§ WHAT THE TASK REQUIRES: Could the whole of the data below be written out verbatim?

§ INFORMATION SHOWN:
^^^^^^^^^^^^^^^^
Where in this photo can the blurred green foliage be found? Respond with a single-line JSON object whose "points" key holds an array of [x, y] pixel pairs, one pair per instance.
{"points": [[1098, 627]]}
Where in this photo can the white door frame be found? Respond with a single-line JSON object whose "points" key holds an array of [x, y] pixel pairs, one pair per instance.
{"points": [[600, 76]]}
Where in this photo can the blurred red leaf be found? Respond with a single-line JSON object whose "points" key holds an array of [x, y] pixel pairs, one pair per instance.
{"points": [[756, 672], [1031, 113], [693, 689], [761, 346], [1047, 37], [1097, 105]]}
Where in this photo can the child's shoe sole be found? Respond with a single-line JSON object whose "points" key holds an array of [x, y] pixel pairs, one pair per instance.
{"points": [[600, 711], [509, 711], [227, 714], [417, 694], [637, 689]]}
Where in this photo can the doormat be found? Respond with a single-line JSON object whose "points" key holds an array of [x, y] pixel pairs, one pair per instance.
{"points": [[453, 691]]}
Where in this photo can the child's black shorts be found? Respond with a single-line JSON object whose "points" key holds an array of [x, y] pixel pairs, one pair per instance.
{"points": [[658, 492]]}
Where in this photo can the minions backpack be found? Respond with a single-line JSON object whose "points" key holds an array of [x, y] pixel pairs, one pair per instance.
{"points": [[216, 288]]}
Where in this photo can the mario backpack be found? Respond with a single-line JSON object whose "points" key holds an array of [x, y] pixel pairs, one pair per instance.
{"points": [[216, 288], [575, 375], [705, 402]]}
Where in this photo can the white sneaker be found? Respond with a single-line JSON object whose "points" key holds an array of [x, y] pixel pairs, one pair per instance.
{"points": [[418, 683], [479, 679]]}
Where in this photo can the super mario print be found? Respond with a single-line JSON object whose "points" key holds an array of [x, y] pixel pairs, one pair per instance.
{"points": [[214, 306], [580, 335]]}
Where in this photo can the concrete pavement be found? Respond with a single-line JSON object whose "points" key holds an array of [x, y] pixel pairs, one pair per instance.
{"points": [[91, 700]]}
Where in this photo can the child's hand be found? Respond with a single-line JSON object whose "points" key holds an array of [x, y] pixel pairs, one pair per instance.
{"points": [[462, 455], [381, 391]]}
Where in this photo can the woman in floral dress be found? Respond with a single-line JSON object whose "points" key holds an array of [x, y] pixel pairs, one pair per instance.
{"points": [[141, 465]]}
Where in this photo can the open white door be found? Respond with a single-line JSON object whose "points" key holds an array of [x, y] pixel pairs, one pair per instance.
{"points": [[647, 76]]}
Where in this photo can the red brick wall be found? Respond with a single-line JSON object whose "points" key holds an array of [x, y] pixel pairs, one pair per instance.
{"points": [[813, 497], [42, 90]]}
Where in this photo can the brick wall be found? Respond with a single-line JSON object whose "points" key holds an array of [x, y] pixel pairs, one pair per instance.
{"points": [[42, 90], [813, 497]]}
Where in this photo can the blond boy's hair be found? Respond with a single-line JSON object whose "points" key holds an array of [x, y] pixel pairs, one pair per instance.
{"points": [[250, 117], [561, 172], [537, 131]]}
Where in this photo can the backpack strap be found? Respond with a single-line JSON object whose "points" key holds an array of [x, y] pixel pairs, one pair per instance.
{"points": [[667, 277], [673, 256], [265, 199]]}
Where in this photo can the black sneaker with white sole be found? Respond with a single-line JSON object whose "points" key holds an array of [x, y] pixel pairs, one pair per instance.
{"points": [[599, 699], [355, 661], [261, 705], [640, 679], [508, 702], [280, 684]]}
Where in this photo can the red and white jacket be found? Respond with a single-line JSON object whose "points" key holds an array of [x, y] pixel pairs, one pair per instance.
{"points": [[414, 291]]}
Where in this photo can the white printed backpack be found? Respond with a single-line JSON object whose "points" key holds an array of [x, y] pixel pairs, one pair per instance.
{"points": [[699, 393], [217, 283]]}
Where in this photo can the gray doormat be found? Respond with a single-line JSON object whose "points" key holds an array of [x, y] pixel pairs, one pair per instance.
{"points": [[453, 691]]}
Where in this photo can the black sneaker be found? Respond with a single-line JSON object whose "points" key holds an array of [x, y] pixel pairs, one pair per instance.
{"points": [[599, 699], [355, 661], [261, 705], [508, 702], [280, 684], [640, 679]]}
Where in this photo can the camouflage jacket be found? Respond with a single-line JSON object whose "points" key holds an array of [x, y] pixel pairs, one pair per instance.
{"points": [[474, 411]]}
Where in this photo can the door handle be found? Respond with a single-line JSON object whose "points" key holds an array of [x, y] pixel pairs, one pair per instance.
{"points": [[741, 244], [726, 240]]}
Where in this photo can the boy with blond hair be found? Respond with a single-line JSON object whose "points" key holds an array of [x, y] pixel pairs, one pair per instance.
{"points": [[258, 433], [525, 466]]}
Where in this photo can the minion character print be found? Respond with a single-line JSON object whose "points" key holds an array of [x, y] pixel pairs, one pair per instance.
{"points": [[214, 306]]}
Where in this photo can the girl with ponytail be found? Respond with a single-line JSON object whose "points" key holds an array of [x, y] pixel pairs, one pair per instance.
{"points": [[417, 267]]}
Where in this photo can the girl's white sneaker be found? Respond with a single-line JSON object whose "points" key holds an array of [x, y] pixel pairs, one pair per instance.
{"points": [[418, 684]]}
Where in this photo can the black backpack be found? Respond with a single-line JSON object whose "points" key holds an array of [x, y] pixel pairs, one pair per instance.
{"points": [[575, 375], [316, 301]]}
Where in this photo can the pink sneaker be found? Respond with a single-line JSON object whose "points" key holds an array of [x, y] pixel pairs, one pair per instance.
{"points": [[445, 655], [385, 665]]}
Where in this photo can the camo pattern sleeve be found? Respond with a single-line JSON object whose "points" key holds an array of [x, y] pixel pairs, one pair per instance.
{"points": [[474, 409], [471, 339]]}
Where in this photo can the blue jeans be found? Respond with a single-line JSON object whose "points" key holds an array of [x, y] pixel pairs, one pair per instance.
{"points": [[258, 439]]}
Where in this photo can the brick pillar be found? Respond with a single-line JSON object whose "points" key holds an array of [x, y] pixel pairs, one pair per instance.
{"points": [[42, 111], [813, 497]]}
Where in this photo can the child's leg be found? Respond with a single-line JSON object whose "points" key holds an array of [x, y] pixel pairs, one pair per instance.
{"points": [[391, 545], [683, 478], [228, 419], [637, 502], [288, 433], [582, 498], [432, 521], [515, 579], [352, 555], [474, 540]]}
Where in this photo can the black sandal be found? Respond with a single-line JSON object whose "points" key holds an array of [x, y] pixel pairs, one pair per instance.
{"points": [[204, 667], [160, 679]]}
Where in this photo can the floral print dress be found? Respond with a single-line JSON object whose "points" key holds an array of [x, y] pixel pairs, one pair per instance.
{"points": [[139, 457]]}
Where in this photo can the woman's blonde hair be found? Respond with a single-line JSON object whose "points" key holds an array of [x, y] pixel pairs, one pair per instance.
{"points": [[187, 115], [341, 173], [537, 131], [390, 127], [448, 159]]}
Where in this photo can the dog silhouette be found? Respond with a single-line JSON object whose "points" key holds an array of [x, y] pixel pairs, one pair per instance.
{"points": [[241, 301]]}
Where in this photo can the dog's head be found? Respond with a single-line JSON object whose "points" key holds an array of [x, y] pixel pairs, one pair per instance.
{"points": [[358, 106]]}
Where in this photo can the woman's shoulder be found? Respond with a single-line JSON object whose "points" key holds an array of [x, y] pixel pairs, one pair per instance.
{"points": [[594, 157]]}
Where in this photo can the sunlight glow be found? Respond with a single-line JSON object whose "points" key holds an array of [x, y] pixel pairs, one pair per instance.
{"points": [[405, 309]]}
^^^^^^^^^^^^^^^^
§ YOUR RESPONSE:
Where in this photo can the blurred green foliage be found? Respond with a single-line JSON object whose "points" key holds an array of [x, y] pixel pairs, one pair per instance.
{"points": [[1098, 627]]}
Where in this photo can the white door frame be found? Respond with a single-line JSON object whose "points" key holds an array of [x, y] pixel pairs, one pair per instance.
{"points": [[600, 76]]}
Where in this photo can the blurred red leaf be found? Respond with a single-line JSON object whose "points" key holds an array of [x, y] pixel pairs, one pair per instance.
{"points": [[756, 672], [1031, 113], [693, 689], [761, 346], [1047, 37], [1097, 105]]}
Where in this photo can the child's shoe sole be found? Respond with a single-line JSON object whose "points" key holds an array of [x, y] pixel pairs, one pair per instance.
{"points": [[600, 711], [509, 711], [227, 714], [417, 694], [637, 689]]}
Where in this photo can the doormat be found? Respond with a single-line JSON object whose "points" key holds an array of [x, y] pixel pairs, one pair per instance.
{"points": [[453, 691]]}
Where in this photo can the child's black shorts be found? Respond with a single-line JSON object whose "points" key holds an array of [x, y] pixel pairs, one pair per instance.
{"points": [[658, 492]]}
Where in this photo can the minions backpack be found? Respond with a single-line JSON object whose "points" key holds an array of [x, y] pixel pairs, one pair per instance.
{"points": [[216, 288]]}
Where in this photo can the mario backpack be found? Respond with a single-line JSON object whose "points" key holds an array of [x, y] pixel pairs, one pair per instance.
{"points": [[216, 288], [575, 375], [705, 402]]}
Where in this photo can the white sneaker be found? Respond with a single-line JSON object whose "points" key holds an array of [x, y] pixel pairs, one pair per instance.
{"points": [[418, 683], [479, 679]]}
Where in this photo can the super mario print be found? Respond with a single-line JSON object whose "points" key holds an array of [x, y] pixel pairs, one pair per instance.
{"points": [[214, 306], [580, 335]]}
Where in this photo can the concrete pavement be found? Respond with a single-line JSON object whose "points" key holds an array of [x, y] pixel pairs, one pair per instance.
{"points": [[91, 700]]}
Where in this photo can the child's hand be found? Respond with a single-line JSON object whose "points" key holds an array of [x, y] pixel pairs, one pair per instance.
{"points": [[462, 455], [381, 391]]}
Where in this photo can the woman in floral dress be found? Respond with a single-line JSON object whose "points" key holds an array of [x, y] pixel pairs, one pair per instance.
{"points": [[141, 465]]}
Where in this photo can the open white door be found? Respond with a single-line JSON object whose "points" key holds an array of [x, y] pixel pairs, one pair per instance.
{"points": [[647, 76]]}
Where in this photo can the red brick wall be found? Respond with a single-line JSON object whose "points" key holds an array of [x, y] pixel pairs, one pair per instance.
{"points": [[813, 497], [42, 90]]}
Where in this photo can the brick wall be found? Respond with a single-line JSON object whose "points" key holds an array of [x, y] pixel pairs, one pair per instance.
{"points": [[42, 90], [813, 497]]}
Where in this photo can the blond boy's hair be found? Respond with a single-line JSON object whose "points" key holds an array of [x, y] pixel pairs, one pair per instance.
{"points": [[250, 117], [561, 172], [537, 131]]}
Where in this photo can the backpack strap be found? Respond with a single-line JSON object whose "points" key holds an array of [x, y] pixel pairs, one pair per instance.
{"points": [[667, 277], [673, 256], [265, 199]]}
Where in this photo can the black sneaker with white sole be found? Respond with a single-line JSON object whose "points" key holds an array of [x, y] pixel pairs, one pair per instance.
{"points": [[599, 699], [355, 661], [261, 705], [640, 679], [508, 702], [280, 684]]}
Where in this photo can the red and white jacket be found? Respond with a single-line JSON object whose "points" key holds an array of [x, y] pixel pairs, one pair per instance.
{"points": [[414, 291]]}
Where in this photo can the white printed backpack be found? Respond with a single-line JSON object whose "points" key holds an array of [x, y] pixel pairs, one pair per instance.
{"points": [[699, 393], [217, 283]]}
Where in this photo can the gray doormat be found? Respond with a single-line JSON object whose "points" key holds an array of [x, y] pixel pairs, one pair per instance.
{"points": [[453, 691]]}
Where in this photo can the black sneaker be found? Respond with a single-line JSON object whose "points" key holds an array of [x, y] pixel pairs, one pair per instance.
{"points": [[599, 699], [355, 661], [261, 705], [508, 702], [280, 684], [640, 679]]}
Where in this photo can the camouflage jacket be found? Respond with a single-line JSON object whose "points" key holds an array of [x, y] pixel pairs, one pair per instance.
{"points": [[474, 411]]}
Where in this photo can the door handle be found? Respond with a single-line JSON object whose "points" key holds an array of [x, y] pixel pairs, one pair per instance.
{"points": [[741, 244], [726, 240]]}
Where in this photo can the boy with blond hair be found? Respond with a single-line JSON object whose "points" key holds an array of [x, y] pixel pairs, one pair per instance.
{"points": [[258, 433], [525, 466]]}
Where in this photo can the minion character print be found? Respond with a single-line JSON object whose "points" key holds an array of [x, y] pixel pairs, one pair per instance.
{"points": [[214, 306]]}
Where in this photo can the girl with ponytail be found? Respond with a single-line JSON object whose "points" key holds an array of [x, y] pixel pairs, one pair per instance.
{"points": [[417, 267]]}
Where in this photo can the girl's white sneaker be found? Respond with a single-line JSON object whose "points" key holds an array of [x, y] pixel pairs, one pair per instance.
{"points": [[418, 684]]}
Where in this photo can the black backpack be found? Respond with a single-line JSON object whose "points" key holds an array of [x, y] pixel pairs, one pair per instance.
{"points": [[575, 375], [316, 301]]}
Where in this photo can the pink sneaker be found? Respond with a single-line JSON object whose "points" key holds an array of [x, y] pixel pairs, one pair per instance.
{"points": [[445, 655], [385, 665]]}
Where in this photo can the camo pattern sleeve be found? Respond with a single-line JSON object whose "points" key holds an array of [x, y] pixel pairs, one pair per instance.
{"points": [[474, 409], [471, 339]]}
Where in this photo can the blue jeans be found? Respond with a single-line JSON object whose "points" key holds an array of [x, y] pixel pairs, one pair per instance.
{"points": [[258, 439]]}
Where in this photo can the brick pillar be found? Respond with a single-line JSON object whose "points" key holds an array of [x, y] pixel pairs, one pair per instance.
{"points": [[42, 111], [813, 497]]}
Where in this photo can the child's leg be found? Respond with a single-line JSON object whose "points" key holds an array of [x, y] pixel pairs, one pair per instance.
{"points": [[391, 545], [683, 478], [228, 419], [637, 502], [288, 433], [582, 498], [432, 521], [515, 579], [352, 555], [474, 540]]}
Where in this photo can the black sandal be found? Respond with a single-line JSON object whose "points" key holds an array of [x, y] pixel pairs, one pair per instance.
{"points": [[204, 667], [160, 679]]}
Where in this photo can the floral print dress be found? Respond with a single-line JSON object whose "points" key holds an array of [x, y] pixel pairs, one pair per instance.
{"points": [[139, 457]]}
Where in this photo can the woman's blonde hair be found? Respond with a single-line JSON object whose "points" key holds an array of [x, y] pixel pairs, one pair per instance.
{"points": [[187, 115], [341, 173], [537, 131], [390, 127], [448, 159]]}
Where in this photo can the dog silhouette be found? Respond with a single-line JSON object whose "points" key holds an array of [x, y] pixel pairs, one pair per instance.
{"points": [[241, 301]]}
Where in this photo can the dog's head be found? Respond with a single-line JSON object whose "points" key holds an array of [x, y] pixel pairs, one pair per instance.
{"points": [[358, 106]]}
Where in this photo can the woman's shoulder be found? Respond with a single-line JSON object whose "points" key holds an array of [x, y] pixel pairs, one pair per instance.
{"points": [[594, 157]]}
Where in this photo can the sunlight glow be found? Respond with a single-line JSON object whose "points" key holds an array of [x, y] pixel pairs, one pair per instance.
{"points": [[405, 309]]}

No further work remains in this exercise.